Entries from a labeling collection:
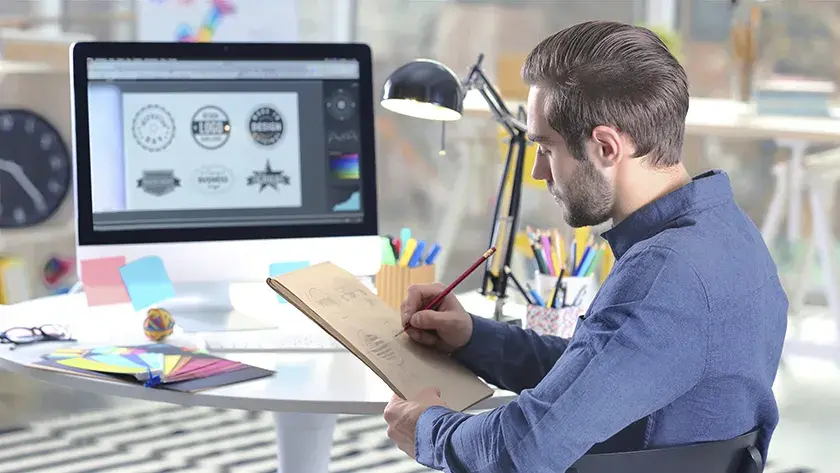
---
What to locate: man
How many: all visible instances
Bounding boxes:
[385,22,788,473]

# WHAT IS NEEDED
Reproduce every line of the entries above word for word, leaving out the pictures.

# CORRECT ANSWER
---
What to locate: man
How many: all visible instances
Bounding boxes:
[385,22,788,473]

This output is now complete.